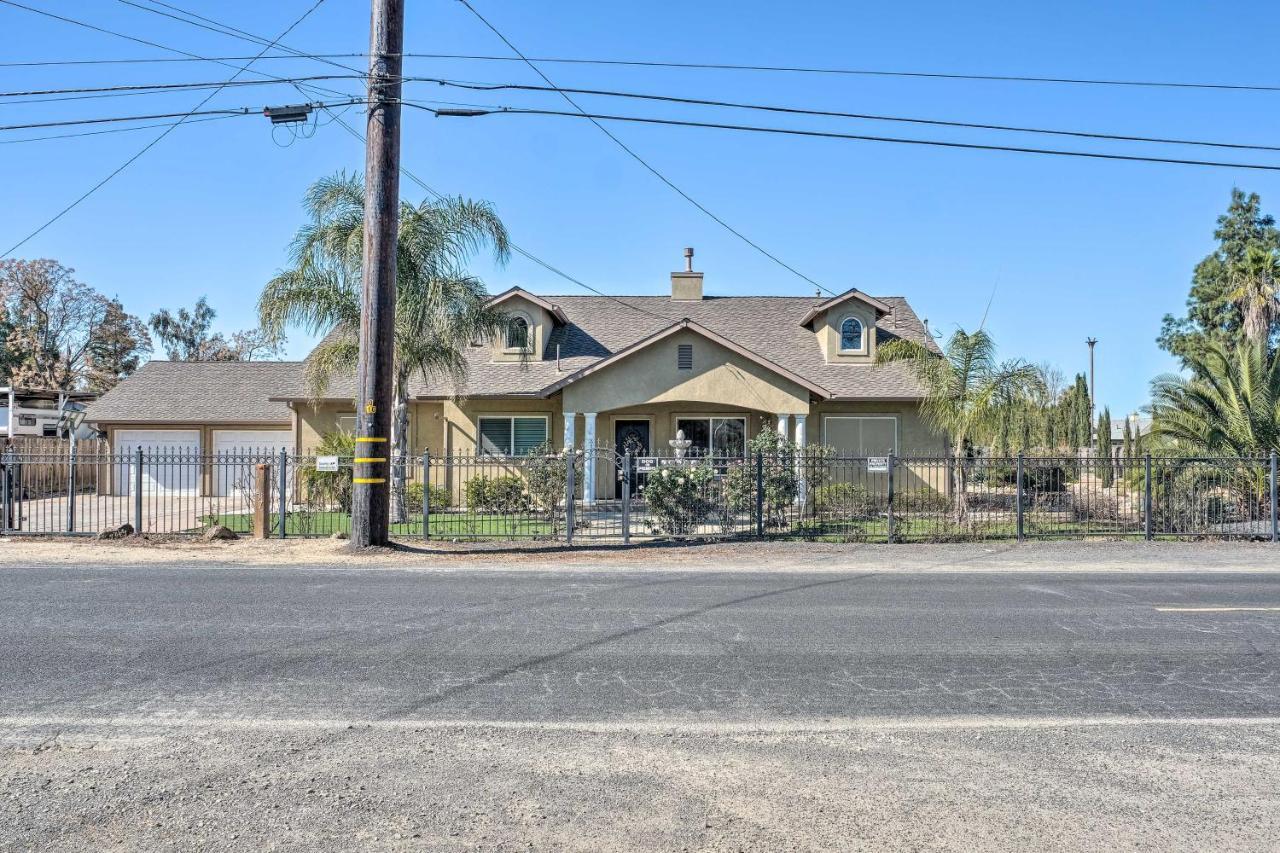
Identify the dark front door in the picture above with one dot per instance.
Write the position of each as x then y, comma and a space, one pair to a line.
630, 437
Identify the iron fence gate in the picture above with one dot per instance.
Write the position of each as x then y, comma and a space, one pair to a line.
604, 496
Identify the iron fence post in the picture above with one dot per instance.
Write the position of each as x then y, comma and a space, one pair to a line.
1018, 500
759, 493
137, 491
1146, 497
426, 496
626, 498
570, 488
71, 488
890, 484
283, 482
1275, 530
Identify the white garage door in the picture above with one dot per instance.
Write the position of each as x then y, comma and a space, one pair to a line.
240, 448
170, 460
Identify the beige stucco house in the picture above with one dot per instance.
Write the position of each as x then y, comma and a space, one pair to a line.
624, 372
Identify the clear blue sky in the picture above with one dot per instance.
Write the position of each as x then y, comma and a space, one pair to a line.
1072, 247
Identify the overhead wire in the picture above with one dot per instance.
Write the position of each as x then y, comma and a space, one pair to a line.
872, 117
149, 145
639, 159
832, 135
337, 118
110, 119
644, 63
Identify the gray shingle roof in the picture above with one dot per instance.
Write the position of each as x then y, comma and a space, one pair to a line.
599, 325
199, 392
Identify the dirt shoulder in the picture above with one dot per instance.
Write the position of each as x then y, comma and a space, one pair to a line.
734, 556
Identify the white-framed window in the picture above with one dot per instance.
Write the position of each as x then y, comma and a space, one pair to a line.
511, 436
851, 334
860, 434
718, 437
520, 334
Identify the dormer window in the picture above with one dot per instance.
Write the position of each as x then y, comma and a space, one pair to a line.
519, 338
851, 334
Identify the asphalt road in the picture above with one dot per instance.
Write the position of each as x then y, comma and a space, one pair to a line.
736, 647
636, 708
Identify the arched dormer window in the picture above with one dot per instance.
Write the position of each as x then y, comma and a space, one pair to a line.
519, 334
851, 334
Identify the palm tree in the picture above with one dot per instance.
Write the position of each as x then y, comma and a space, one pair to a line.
1255, 287
965, 392
1229, 407
439, 308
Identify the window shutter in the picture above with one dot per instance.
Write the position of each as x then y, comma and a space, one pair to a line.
496, 436
530, 432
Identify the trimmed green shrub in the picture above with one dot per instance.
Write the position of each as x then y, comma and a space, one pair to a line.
499, 495
440, 497
677, 497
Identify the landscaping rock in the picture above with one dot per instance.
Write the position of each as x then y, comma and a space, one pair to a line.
219, 533
118, 533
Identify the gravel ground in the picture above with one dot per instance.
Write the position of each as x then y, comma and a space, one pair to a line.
736, 556
1061, 785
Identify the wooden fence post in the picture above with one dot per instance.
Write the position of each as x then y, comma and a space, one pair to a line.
261, 501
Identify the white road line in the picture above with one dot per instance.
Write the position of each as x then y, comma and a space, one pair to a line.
1219, 610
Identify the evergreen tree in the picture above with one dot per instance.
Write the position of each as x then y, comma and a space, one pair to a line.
1127, 450
1105, 459
1229, 284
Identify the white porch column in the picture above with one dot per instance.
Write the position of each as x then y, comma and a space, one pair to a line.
570, 419
800, 460
589, 459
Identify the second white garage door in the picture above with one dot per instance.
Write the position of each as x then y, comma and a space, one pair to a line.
169, 460
238, 447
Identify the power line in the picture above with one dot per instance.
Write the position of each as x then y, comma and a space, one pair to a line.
640, 63
421, 183
831, 135
149, 145
862, 72
240, 110
159, 89
114, 129
641, 160
187, 54
794, 110
195, 19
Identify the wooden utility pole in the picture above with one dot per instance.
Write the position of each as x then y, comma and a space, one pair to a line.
370, 510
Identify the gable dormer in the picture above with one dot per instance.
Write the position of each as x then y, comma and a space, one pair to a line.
844, 327
531, 323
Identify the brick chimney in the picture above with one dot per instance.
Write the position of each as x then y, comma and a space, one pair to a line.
686, 286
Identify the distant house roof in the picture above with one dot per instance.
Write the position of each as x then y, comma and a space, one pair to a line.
598, 327
182, 392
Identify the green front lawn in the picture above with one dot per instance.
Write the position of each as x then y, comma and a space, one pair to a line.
444, 525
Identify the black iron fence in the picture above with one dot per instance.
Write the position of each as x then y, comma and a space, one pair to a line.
604, 496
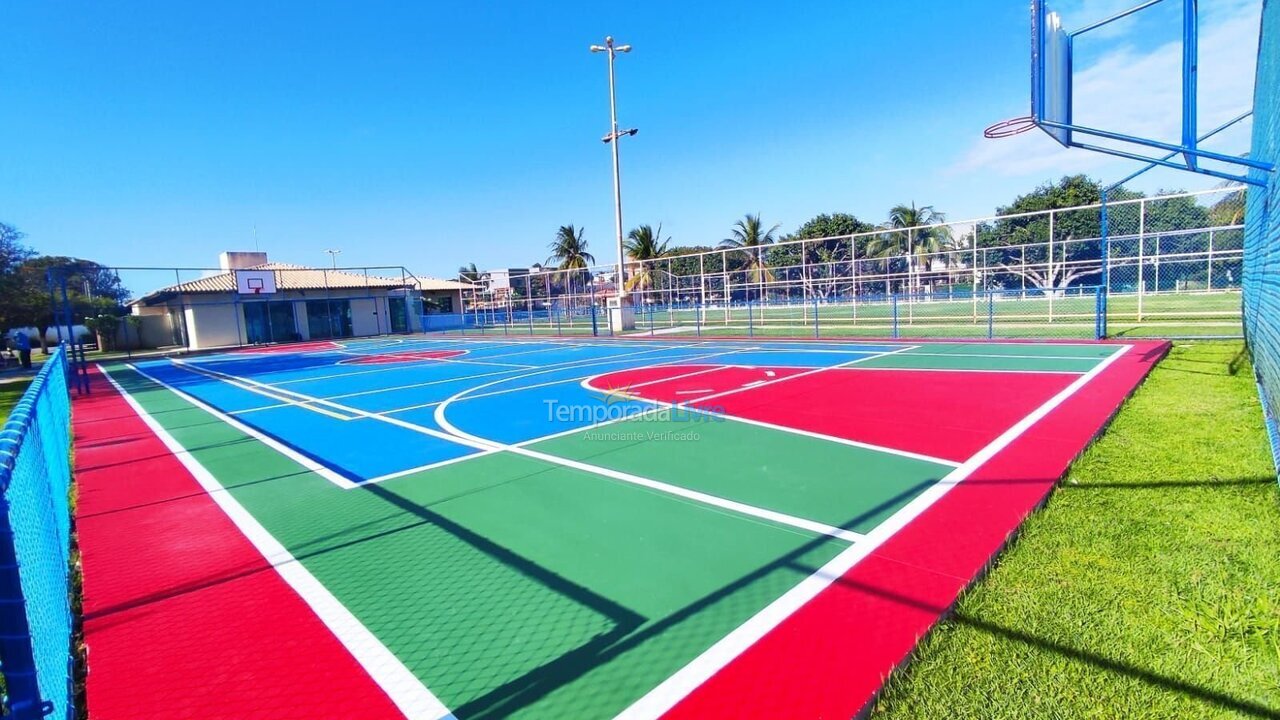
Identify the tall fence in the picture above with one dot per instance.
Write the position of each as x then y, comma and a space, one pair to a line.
1262, 233
1169, 265
35, 548
954, 314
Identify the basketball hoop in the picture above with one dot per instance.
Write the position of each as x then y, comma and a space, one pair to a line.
1010, 127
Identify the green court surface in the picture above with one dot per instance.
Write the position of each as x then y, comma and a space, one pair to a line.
516, 565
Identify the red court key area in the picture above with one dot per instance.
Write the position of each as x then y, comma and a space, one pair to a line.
183, 616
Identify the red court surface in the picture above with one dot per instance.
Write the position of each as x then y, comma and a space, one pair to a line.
177, 589
184, 596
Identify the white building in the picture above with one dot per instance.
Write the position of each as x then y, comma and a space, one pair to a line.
288, 304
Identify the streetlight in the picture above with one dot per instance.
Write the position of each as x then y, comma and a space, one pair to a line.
612, 137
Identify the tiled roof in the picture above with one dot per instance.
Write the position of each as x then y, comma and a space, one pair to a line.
437, 283
287, 277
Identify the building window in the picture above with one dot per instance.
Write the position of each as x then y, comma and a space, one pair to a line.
269, 322
328, 318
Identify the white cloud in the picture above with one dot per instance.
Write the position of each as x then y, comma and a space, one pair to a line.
1138, 92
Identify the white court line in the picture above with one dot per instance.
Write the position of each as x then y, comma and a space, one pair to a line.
256, 388
460, 437
401, 686
584, 361
424, 468
1014, 356
689, 408
865, 368
574, 365
679, 686
265, 438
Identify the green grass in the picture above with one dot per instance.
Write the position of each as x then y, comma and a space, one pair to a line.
1148, 587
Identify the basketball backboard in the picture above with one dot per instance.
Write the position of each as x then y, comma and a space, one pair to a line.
1051, 72
255, 282
1054, 98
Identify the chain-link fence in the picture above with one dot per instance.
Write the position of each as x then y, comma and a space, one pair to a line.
35, 548
1168, 267
1262, 229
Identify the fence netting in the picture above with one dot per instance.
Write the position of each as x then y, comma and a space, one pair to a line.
35, 548
1169, 265
1262, 233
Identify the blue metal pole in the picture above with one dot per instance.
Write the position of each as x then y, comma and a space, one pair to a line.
1106, 263
1191, 53
991, 314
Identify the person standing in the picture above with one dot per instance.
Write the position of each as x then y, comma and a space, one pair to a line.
23, 343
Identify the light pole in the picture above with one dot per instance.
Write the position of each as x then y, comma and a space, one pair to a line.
612, 137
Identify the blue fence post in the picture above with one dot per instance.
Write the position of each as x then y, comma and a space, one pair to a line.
991, 314
1100, 319
894, 301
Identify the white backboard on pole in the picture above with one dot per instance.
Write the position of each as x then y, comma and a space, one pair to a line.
255, 282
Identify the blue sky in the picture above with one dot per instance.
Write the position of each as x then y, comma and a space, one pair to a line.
438, 133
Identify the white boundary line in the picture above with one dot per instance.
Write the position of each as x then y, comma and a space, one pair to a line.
424, 468
675, 688
460, 437
974, 370
401, 686
266, 440
686, 406
250, 386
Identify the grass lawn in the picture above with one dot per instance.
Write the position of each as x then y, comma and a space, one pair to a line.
1148, 587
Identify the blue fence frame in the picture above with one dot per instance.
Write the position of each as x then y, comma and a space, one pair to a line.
35, 548
955, 314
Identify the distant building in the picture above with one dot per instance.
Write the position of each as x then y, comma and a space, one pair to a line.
256, 301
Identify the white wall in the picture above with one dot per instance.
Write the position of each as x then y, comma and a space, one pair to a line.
214, 326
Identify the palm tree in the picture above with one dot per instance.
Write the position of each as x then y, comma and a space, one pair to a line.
568, 253
749, 236
920, 241
568, 250
643, 245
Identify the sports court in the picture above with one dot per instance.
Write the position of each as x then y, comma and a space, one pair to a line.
557, 527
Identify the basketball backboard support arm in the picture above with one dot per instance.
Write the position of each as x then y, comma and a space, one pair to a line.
1051, 96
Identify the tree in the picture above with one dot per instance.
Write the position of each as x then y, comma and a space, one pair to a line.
469, 273
13, 254
91, 290
568, 250
644, 245
1019, 245
912, 237
749, 236
568, 253
822, 265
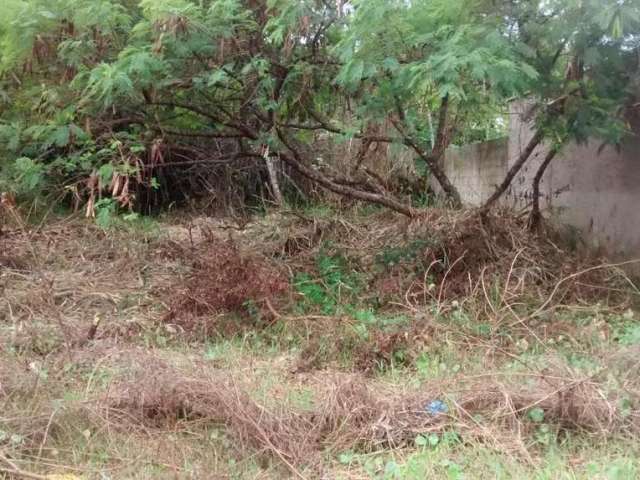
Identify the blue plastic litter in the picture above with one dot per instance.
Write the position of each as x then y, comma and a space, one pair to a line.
436, 407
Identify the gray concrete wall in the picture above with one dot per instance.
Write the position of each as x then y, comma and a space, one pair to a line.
475, 169
596, 192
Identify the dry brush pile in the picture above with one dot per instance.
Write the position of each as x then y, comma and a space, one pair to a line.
434, 264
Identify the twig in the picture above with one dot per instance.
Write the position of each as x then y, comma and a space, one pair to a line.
17, 471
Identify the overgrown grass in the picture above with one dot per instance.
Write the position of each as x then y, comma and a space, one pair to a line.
335, 383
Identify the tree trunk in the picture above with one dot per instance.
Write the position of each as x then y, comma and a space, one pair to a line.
273, 180
295, 162
535, 217
513, 171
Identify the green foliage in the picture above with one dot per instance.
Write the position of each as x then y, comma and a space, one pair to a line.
189, 75
334, 287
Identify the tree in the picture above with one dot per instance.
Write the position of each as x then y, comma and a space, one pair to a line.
585, 53
429, 67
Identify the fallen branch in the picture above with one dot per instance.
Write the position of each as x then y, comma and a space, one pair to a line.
296, 163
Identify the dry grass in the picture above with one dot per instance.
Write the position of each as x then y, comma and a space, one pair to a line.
82, 309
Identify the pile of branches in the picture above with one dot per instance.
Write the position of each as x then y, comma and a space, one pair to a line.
350, 413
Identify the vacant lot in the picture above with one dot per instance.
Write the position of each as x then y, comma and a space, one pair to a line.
317, 345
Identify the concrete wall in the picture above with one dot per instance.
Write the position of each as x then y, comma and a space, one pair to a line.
475, 169
596, 192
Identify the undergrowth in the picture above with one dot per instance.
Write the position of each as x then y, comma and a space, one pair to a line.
213, 356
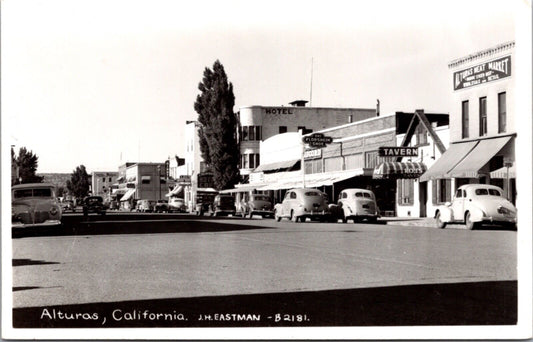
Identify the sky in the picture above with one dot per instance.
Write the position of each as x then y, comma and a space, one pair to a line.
100, 83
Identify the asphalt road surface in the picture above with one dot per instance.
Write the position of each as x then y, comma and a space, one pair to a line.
307, 273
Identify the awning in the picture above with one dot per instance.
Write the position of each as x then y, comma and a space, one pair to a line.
279, 166
243, 188
481, 154
315, 180
127, 195
502, 172
176, 191
450, 158
399, 170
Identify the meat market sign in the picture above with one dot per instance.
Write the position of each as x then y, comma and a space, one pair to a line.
482, 73
398, 151
317, 140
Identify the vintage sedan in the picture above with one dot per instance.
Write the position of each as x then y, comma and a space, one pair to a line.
358, 205
475, 204
302, 203
257, 204
94, 204
34, 204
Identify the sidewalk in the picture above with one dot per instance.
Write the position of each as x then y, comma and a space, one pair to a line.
409, 221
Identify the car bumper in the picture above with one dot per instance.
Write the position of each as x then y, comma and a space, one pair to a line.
46, 223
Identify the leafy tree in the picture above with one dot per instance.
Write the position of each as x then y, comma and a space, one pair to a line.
78, 185
27, 163
218, 132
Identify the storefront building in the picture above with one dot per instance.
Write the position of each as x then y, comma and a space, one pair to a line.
353, 160
258, 123
482, 127
142, 181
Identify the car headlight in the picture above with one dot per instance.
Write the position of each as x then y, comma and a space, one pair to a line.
53, 211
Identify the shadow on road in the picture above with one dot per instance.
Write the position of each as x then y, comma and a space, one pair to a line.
126, 225
475, 303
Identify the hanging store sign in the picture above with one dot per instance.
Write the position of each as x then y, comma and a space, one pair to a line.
482, 73
398, 151
313, 154
317, 140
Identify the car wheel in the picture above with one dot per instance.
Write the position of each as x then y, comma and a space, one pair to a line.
293, 217
469, 224
438, 221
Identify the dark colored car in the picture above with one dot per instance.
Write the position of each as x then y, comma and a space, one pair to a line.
94, 204
161, 206
224, 205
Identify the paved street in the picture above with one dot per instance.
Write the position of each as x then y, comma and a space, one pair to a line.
120, 258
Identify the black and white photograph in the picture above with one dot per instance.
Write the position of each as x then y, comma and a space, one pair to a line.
266, 169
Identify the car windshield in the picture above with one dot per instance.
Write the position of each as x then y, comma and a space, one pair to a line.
24, 193
487, 192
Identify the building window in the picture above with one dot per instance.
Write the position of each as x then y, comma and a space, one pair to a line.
442, 191
482, 116
406, 189
502, 113
371, 159
421, 135
465, 119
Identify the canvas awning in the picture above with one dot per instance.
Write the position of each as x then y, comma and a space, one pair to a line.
127, 195
477, 158
315, 180
399, 170
243, 188
279, 166
502, 172
450, 158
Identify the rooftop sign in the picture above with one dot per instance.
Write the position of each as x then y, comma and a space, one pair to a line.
482, 73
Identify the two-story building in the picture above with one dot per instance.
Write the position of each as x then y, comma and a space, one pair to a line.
482, 122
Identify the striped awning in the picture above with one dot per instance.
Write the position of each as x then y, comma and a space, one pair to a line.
399, 170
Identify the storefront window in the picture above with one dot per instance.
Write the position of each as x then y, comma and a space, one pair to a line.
406, 191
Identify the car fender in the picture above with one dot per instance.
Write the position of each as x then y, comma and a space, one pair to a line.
446, 214
476, 213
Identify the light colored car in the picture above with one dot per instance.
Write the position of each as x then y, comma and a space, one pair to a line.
177, 204
34, 204
302, 203
145, 206
257, 204
475, 204
357, 205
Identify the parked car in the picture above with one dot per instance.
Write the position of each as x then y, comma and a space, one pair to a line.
357, 205
161, 206
257, 204
176, 204
224, 205
145, 206
302, 203
34, 204
475, 204
68, 205
94, 204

☆ ☆ ☆ ☆ ☆

- [EXERCISE GOAL]:
State how many lines in the material contain "sign", giving nothing besides the count.

- [YOUR RESPONSE]:
3